**Direction:** Copy exactly, and only, the lines from the line containing "Where can the glass skyscraper" through the last line of the records below, both included.

─── Data to use

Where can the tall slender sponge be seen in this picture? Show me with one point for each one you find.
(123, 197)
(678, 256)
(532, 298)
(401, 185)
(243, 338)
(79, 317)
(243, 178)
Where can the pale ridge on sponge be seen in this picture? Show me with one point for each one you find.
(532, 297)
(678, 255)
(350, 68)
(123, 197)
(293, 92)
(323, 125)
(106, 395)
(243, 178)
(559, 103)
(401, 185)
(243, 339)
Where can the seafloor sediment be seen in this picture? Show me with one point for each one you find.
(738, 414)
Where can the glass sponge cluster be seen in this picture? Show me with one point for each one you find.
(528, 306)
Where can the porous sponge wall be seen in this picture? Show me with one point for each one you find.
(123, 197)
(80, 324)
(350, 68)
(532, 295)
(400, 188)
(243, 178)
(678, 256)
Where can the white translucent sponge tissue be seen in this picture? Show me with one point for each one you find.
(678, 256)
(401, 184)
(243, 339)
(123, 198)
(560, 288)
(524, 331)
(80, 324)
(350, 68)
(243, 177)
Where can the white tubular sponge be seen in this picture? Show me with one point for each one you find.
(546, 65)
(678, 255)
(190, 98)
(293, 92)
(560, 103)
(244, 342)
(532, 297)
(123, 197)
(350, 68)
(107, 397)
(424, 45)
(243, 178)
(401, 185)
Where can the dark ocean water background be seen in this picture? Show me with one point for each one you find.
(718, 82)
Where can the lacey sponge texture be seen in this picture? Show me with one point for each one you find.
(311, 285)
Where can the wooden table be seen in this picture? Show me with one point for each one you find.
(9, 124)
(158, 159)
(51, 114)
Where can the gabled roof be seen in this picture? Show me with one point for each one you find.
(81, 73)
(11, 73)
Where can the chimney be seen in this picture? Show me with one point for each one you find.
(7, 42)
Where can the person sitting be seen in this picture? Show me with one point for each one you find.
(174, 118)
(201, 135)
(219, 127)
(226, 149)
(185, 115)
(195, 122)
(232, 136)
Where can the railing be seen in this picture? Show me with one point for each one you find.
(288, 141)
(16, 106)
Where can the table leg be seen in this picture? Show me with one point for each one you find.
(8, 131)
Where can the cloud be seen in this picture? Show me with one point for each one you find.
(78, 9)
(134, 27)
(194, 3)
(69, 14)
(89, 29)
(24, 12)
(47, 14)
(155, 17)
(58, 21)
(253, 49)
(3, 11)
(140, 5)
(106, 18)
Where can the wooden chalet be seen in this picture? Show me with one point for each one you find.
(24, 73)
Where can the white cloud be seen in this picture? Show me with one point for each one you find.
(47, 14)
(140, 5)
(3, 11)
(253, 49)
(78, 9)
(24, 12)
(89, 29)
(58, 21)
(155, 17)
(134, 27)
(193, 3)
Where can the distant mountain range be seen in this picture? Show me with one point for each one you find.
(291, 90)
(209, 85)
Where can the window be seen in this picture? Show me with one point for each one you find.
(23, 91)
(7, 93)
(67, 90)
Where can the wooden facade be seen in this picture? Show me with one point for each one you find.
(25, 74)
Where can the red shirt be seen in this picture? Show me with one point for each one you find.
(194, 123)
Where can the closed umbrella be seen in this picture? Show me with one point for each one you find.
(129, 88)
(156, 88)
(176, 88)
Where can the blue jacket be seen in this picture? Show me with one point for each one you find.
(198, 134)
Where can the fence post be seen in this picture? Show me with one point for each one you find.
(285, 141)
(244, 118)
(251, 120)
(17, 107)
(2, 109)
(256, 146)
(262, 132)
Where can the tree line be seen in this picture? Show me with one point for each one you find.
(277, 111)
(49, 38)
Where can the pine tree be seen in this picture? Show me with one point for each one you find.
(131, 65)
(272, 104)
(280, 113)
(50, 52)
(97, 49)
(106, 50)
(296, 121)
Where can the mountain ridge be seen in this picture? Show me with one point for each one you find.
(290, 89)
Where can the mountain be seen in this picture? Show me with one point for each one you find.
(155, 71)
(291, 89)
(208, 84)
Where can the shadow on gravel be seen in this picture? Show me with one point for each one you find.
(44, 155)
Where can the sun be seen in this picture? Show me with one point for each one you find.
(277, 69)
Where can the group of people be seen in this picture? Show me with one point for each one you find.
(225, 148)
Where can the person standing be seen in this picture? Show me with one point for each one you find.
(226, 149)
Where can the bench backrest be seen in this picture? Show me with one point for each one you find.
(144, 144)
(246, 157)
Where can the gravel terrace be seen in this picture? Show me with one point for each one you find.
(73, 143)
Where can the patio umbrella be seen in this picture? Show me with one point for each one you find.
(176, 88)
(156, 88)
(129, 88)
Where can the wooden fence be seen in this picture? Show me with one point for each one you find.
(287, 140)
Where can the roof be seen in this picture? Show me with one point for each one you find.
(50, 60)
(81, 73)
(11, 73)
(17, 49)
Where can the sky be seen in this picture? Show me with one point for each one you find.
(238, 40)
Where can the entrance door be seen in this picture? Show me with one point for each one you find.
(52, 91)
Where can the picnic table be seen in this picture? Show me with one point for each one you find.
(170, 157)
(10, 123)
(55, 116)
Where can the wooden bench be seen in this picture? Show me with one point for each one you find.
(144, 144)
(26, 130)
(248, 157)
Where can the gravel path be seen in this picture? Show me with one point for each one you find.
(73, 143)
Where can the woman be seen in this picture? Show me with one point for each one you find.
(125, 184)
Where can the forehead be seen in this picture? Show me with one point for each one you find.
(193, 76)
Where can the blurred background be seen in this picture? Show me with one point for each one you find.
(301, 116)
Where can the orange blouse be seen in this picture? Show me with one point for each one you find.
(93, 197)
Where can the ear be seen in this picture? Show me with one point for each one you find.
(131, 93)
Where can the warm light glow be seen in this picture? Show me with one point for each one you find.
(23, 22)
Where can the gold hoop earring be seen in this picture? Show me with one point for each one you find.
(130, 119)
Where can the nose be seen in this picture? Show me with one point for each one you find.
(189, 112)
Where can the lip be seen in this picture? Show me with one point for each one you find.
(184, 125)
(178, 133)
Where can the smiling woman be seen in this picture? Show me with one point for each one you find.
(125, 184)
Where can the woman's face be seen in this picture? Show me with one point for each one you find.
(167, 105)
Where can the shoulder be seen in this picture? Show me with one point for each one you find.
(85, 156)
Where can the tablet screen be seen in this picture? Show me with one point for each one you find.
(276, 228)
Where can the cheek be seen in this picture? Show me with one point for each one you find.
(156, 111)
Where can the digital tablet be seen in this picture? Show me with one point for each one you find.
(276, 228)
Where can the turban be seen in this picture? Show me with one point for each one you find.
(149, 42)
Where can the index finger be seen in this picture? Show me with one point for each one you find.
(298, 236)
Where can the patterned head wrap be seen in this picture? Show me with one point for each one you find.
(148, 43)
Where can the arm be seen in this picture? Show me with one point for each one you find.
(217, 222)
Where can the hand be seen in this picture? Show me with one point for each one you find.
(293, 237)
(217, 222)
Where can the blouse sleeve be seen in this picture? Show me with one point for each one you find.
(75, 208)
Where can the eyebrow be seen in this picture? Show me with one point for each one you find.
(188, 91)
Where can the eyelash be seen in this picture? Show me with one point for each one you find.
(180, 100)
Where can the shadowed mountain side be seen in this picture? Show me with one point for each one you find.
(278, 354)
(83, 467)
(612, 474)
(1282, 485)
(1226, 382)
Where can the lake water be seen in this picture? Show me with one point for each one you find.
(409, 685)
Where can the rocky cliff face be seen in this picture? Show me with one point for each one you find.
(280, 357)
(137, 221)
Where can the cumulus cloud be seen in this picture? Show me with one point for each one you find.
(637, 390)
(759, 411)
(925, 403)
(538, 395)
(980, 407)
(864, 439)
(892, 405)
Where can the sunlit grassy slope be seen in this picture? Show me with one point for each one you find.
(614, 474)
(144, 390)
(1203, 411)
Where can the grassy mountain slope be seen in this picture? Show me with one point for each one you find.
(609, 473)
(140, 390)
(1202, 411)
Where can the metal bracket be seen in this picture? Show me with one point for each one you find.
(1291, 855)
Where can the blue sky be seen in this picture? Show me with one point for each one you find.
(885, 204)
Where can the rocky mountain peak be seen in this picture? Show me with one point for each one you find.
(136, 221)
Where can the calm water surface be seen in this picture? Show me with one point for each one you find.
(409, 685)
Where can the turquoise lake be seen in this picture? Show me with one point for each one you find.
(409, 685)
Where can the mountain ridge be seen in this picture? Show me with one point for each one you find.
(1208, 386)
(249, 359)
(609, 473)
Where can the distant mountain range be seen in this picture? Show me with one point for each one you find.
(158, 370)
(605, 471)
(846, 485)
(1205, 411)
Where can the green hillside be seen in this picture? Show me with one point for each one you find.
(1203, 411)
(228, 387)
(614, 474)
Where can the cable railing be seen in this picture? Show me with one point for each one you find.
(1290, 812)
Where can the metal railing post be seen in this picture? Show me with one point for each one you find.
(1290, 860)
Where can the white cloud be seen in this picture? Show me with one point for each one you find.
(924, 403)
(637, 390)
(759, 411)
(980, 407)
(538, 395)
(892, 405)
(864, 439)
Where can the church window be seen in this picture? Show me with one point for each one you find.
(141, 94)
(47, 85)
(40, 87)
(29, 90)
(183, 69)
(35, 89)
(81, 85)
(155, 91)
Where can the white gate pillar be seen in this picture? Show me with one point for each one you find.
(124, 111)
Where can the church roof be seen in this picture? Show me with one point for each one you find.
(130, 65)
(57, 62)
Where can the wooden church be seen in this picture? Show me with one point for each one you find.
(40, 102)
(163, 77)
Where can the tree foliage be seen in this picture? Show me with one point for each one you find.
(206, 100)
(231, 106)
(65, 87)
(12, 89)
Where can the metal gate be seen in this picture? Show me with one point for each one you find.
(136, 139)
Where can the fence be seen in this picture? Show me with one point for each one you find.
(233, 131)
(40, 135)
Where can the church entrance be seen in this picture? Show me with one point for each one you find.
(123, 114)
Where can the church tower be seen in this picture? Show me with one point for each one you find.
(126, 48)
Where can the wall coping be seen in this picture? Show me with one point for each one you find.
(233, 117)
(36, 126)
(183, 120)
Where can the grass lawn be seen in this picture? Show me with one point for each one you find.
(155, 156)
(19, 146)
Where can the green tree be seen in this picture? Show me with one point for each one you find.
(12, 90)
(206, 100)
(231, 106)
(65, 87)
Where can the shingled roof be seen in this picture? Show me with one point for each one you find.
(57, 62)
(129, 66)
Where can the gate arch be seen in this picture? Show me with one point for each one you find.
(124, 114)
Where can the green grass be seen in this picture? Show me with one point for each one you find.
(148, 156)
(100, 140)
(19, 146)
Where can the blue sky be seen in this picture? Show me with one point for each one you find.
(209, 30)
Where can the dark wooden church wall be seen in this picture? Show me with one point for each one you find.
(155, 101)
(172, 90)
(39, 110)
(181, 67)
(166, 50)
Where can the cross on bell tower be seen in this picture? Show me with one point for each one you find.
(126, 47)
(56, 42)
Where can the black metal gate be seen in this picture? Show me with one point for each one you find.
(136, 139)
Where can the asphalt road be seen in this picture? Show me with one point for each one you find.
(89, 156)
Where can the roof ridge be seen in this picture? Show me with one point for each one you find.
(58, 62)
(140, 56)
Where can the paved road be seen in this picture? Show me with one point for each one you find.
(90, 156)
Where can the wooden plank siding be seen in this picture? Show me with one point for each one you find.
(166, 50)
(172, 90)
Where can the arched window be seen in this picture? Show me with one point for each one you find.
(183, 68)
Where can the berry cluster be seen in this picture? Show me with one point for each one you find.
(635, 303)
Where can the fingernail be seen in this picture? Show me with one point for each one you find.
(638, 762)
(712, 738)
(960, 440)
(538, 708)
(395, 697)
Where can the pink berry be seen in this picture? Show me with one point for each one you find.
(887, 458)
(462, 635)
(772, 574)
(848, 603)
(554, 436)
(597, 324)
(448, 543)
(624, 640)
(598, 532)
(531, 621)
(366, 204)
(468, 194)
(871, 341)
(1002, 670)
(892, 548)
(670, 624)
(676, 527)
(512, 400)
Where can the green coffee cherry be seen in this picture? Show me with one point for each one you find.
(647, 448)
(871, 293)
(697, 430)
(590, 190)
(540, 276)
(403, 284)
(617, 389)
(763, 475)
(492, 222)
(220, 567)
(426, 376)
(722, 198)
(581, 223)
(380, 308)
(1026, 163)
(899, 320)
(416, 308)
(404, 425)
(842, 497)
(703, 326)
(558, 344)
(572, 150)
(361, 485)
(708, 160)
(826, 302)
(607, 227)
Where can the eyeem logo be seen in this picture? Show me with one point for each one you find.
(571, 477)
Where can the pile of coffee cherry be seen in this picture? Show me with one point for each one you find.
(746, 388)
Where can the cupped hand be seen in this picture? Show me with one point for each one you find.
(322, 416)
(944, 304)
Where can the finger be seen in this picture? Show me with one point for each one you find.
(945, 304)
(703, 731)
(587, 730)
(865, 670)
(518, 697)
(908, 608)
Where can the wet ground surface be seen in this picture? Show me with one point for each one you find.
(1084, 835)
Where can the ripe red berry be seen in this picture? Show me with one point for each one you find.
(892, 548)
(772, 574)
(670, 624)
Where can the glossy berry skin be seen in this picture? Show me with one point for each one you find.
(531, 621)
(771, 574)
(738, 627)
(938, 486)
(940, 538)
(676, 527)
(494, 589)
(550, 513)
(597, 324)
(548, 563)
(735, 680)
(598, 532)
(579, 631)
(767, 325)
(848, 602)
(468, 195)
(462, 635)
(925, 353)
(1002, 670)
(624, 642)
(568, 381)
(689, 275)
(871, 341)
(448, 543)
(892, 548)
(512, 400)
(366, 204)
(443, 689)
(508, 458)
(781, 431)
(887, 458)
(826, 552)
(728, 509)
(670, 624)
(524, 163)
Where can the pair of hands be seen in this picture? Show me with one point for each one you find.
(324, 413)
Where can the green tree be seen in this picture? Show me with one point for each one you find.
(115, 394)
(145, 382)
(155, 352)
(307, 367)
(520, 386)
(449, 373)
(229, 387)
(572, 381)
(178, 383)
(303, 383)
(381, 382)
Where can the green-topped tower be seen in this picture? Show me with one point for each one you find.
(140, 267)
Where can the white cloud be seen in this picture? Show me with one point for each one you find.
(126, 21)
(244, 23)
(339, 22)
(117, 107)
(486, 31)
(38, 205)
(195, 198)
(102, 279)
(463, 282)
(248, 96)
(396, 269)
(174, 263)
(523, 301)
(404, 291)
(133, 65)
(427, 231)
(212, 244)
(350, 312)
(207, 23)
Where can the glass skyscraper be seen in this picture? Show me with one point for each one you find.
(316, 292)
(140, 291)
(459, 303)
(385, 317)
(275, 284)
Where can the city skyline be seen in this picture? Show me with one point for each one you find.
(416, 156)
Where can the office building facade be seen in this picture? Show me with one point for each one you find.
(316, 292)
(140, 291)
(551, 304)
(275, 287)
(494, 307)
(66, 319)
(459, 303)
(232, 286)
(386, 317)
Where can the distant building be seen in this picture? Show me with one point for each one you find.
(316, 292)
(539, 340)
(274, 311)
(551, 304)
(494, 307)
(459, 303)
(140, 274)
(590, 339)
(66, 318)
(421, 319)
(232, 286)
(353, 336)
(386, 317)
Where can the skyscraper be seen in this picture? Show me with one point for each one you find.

──────

**Answer below:**
Where can the glass skyscraper be seen in this picture? Show me with one point for each one you find.
(316, 292)
(140, 291)
(459, 303)
(385, 317)
(275, 284)
Where can the city skyline be seen in this picture? Show me with one point for each one you find.
(416, 156)
Where can the office building facade be seen in this picture? Show me with one point for each one you find.
(316, 292)
(140, 291)
(551, 304)
(275, 287)
(494, 307)
(66, 319)
(459, 303)
(232, 286)
(386, 317)
Where can the distant building be seen in this picture? Show me with one point for each one you find.
(316, 292)
(539, 340)
(274, 311)
(551, 304)
(494, 307)
(459, 303)
(140, 274)
(590, 339)
(66, 318)
(421, 319)
(232, 286)
(353, 336)
(386, 317)
Where can the skyscraper be seen in this picture? Show me with one point for each one you find.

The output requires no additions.